# Entity Matcher in production - contextualize time series to assets using Cognite Functions

For every new customer, we ingest their data and perform some sort of contextualization by mapping time series to assets. Quite often, there is not an identical match between a field on the time series to e.g. the asset name, but a somewhat similar name. The most typical example we use in Cognite is the asset `21PT1019` and the time series `IAA_21PT1019.PV` or similar. In our contextualization toolbox (an [API](https://docs.cognite.com/api/playground/#operation/entityMatchingFit) with a corresponding [https://cognite-sdk-experimental.readthedocs-hosted.com/en/latest/cognite.html#contextualization](SDK)), we have a tool to solve this problem called entity matching. Entity matching means joining two datasets one a common key with fuzzyness, and our implementation is a machine learning model that can be trained supervised or unsupervised. 

In this tutorial, we'll take the time series and assets from the `publicdata` tenant, and deploy a Cognite Function that performs entity matching to map the time series to assets, and schedule it so it runs periodically. This can be used out of the box for many customers as an initial contextualization step. 

In [3]:
from getpass import getpass
from cognite.experimental import CogniteClient

In [10]:
api_key = getpass()
client = CogniteClient(
    api_key=api_key,
    project="functions-tutorial",
    client_name="DSHub",
    base_url="https://greenfield.cognitedata.com"
)

> Material supplied
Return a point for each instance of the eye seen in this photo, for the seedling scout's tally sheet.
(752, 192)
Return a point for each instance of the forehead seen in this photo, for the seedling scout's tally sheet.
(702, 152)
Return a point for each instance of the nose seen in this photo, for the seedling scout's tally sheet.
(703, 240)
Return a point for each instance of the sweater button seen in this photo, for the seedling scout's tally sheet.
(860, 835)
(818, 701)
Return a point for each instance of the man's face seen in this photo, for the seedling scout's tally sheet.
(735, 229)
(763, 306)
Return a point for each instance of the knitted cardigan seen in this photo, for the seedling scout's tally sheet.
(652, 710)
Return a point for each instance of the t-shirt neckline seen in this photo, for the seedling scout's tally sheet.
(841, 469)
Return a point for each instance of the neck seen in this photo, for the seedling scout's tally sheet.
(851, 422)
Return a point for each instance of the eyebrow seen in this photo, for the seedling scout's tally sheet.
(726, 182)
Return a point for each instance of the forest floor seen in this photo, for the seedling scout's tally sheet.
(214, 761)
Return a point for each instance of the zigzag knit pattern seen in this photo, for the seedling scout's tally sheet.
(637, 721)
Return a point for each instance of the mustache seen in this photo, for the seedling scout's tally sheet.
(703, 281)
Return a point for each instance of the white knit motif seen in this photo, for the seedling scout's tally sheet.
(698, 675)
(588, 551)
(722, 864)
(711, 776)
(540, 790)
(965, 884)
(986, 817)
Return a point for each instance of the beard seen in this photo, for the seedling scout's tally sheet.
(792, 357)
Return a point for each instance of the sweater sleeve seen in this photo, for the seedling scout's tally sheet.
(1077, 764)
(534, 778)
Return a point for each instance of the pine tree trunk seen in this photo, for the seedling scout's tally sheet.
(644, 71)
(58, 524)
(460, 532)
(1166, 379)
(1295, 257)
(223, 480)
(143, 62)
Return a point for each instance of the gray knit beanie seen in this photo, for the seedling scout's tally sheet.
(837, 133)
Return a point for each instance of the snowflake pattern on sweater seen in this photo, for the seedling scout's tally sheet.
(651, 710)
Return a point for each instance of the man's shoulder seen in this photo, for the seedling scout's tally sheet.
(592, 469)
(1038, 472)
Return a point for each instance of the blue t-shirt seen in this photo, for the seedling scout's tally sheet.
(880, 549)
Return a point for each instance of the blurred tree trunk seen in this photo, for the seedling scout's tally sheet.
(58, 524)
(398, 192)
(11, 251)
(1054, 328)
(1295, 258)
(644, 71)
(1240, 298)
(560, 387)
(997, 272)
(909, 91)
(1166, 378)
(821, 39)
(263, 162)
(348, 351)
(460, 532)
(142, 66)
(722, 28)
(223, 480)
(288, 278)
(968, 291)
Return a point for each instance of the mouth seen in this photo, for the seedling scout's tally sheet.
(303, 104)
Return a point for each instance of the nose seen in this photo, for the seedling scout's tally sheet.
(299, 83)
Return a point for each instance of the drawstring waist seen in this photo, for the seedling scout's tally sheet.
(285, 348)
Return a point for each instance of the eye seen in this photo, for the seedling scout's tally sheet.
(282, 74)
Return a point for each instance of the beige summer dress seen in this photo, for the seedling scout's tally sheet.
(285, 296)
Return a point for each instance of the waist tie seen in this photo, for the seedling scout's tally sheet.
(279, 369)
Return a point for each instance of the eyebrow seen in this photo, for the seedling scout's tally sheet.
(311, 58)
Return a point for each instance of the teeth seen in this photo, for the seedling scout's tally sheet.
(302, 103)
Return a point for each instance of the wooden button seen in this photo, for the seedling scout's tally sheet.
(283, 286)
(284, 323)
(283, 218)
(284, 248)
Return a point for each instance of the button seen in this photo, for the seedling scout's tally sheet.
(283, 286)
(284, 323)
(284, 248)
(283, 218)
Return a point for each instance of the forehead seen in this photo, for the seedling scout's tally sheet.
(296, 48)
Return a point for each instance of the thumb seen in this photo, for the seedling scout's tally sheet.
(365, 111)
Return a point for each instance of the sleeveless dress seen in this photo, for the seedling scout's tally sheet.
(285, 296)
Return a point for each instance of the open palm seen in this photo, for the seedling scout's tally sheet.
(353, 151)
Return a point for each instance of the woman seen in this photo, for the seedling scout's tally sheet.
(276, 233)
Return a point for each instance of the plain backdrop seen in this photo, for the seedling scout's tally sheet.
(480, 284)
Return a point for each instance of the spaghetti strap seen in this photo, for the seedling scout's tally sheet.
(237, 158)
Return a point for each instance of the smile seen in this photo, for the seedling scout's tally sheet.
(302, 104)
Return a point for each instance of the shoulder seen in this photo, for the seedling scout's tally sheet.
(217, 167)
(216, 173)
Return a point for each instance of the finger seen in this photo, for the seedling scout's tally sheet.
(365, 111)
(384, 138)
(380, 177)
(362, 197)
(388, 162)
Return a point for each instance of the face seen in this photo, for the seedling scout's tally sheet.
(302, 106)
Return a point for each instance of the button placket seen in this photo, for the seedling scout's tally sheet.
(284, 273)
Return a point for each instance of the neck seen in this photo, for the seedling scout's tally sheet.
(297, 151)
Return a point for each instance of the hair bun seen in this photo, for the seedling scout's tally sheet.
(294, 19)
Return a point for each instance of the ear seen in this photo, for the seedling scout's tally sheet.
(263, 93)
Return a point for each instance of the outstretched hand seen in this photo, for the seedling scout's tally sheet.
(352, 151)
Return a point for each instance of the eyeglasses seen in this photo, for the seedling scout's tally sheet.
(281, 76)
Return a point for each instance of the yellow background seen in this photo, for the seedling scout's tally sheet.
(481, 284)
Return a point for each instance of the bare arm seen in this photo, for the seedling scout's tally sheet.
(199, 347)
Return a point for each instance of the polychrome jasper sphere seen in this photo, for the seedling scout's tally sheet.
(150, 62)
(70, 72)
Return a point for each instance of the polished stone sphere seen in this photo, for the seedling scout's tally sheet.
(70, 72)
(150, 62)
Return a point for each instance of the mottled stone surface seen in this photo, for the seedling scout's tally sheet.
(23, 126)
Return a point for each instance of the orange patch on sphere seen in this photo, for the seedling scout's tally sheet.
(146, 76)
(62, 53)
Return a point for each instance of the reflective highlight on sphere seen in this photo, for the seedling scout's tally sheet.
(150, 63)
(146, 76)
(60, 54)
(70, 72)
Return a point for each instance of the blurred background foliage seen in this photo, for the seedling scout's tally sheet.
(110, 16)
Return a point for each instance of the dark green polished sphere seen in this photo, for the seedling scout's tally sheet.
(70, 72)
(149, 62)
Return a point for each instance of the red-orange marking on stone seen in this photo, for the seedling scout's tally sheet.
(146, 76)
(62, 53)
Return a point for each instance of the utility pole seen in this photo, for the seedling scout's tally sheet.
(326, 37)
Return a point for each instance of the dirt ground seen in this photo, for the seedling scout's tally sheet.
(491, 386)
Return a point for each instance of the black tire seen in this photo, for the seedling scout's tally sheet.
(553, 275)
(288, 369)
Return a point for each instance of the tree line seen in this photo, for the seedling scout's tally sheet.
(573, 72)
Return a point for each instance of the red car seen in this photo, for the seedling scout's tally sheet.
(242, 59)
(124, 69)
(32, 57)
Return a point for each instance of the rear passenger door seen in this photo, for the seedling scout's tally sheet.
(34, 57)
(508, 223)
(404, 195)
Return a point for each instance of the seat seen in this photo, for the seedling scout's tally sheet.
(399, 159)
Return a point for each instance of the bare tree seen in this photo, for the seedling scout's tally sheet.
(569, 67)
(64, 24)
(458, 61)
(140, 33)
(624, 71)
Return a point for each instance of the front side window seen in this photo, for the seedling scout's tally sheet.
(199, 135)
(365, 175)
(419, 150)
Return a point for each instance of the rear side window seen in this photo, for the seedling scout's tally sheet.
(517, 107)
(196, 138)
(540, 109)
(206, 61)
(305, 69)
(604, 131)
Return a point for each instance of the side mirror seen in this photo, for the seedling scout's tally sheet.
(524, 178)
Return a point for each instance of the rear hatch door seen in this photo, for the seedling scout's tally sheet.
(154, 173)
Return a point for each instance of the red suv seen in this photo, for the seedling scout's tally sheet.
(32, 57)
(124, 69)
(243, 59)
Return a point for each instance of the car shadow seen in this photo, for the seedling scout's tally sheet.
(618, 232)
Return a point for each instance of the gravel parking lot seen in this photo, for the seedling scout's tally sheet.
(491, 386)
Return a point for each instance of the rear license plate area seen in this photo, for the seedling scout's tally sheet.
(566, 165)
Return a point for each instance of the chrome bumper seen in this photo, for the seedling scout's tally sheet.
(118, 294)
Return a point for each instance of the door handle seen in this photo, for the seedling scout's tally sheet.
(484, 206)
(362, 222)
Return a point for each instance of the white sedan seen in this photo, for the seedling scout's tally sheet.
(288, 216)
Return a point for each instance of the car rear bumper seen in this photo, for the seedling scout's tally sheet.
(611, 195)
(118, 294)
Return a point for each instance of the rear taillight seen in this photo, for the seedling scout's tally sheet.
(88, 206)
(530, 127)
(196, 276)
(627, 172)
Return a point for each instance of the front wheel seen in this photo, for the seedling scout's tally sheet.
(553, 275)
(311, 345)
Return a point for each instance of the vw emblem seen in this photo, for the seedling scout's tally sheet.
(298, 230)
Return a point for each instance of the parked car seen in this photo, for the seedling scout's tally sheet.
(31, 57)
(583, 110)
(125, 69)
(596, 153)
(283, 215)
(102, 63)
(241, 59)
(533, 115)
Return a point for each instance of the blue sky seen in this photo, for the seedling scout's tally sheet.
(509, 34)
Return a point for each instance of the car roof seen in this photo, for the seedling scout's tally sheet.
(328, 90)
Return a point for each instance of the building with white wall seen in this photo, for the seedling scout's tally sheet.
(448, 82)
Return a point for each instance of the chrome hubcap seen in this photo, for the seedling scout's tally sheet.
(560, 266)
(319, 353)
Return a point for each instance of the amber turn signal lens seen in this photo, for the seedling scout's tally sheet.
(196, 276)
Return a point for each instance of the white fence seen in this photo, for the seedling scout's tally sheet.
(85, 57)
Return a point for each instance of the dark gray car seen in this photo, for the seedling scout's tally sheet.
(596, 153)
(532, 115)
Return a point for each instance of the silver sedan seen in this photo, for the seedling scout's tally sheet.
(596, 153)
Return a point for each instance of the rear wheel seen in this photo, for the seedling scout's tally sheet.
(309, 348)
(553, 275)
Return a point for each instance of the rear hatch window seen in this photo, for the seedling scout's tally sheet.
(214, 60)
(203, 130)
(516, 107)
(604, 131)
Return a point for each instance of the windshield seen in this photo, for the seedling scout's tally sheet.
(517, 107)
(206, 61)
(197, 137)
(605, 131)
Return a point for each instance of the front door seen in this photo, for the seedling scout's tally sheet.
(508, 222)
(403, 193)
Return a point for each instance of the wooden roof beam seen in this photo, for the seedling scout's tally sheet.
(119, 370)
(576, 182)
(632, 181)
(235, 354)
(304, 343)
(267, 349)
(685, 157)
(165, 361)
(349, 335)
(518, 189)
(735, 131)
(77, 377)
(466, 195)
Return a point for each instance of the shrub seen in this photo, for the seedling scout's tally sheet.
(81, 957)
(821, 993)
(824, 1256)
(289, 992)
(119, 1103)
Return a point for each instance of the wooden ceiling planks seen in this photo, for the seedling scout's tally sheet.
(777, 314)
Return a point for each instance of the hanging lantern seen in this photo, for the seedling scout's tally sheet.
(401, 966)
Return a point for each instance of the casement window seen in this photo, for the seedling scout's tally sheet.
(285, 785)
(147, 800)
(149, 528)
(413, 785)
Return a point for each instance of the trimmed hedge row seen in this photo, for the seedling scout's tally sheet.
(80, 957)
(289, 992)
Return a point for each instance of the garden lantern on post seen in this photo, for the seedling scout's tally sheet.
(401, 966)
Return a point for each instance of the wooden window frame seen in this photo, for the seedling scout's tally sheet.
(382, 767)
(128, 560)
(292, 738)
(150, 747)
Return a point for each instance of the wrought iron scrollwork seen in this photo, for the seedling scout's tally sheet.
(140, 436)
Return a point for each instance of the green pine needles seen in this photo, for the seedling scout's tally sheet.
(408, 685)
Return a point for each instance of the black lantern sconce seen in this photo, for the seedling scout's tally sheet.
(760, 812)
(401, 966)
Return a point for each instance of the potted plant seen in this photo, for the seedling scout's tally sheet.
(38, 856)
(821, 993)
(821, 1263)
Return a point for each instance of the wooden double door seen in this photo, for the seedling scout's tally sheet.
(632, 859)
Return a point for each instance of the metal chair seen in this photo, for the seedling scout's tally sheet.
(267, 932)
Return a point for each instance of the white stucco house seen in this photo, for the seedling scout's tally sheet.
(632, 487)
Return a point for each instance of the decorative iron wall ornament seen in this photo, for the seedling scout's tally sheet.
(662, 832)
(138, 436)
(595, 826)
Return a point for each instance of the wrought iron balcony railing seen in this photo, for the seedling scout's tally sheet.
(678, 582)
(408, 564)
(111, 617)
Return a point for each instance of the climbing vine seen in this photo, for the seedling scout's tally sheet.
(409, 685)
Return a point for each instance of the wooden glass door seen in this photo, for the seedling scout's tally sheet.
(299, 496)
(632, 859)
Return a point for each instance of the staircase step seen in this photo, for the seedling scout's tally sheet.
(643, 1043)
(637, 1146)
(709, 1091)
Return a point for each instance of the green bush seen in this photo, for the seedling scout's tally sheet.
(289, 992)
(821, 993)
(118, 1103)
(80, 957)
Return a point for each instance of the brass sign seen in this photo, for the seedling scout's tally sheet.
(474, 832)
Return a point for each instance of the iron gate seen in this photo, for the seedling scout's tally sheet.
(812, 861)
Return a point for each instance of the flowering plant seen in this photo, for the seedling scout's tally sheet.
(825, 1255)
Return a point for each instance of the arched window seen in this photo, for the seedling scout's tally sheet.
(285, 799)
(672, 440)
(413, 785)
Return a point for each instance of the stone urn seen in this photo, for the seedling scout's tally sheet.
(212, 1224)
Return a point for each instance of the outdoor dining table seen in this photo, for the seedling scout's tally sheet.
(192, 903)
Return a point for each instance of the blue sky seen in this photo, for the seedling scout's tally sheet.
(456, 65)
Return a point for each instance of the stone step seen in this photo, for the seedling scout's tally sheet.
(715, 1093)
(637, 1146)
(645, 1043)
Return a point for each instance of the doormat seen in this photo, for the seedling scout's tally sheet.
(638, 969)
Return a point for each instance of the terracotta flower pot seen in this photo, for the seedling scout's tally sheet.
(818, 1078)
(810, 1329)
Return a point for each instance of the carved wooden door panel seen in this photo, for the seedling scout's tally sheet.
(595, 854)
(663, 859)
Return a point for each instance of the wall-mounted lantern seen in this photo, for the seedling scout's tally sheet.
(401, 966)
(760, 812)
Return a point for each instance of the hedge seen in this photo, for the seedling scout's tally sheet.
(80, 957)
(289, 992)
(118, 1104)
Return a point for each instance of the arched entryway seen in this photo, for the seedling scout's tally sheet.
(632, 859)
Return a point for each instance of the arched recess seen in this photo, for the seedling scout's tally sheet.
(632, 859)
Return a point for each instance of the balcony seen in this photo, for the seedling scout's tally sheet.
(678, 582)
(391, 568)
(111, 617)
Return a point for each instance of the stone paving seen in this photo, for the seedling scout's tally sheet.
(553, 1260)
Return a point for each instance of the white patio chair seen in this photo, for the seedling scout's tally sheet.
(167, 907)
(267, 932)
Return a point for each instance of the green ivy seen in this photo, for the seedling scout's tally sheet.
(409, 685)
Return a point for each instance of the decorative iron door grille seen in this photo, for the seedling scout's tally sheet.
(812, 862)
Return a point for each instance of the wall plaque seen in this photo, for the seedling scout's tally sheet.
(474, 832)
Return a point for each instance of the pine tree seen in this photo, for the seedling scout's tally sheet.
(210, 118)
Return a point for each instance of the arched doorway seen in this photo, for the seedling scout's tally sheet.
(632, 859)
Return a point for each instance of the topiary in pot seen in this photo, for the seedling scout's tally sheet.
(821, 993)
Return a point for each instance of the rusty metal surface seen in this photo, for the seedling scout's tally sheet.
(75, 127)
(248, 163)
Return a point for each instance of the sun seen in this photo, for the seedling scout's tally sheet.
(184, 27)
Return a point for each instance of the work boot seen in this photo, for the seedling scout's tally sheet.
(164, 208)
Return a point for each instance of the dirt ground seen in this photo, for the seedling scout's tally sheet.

> Set problem
Rewrite the passage of the entity matching tutorial from "In this tutorial, we'll" to "api_key = getpass()", substituting "sensor signals" for each occurrence of "time series".

> Written response
In this tutorial, we'll take the sensor signals and assets from the `publicdata` tenant, and deploy a Cognite Function that performs entity matching to map the sensor signals to assets, and schedule it so it runs periodically. This can be used out of the box for many customers as an initial contextualization step. 

In [3]:
from getpass import getpass
from cognite.experimental import CogniteClient

In [10]:
api_key = getpass()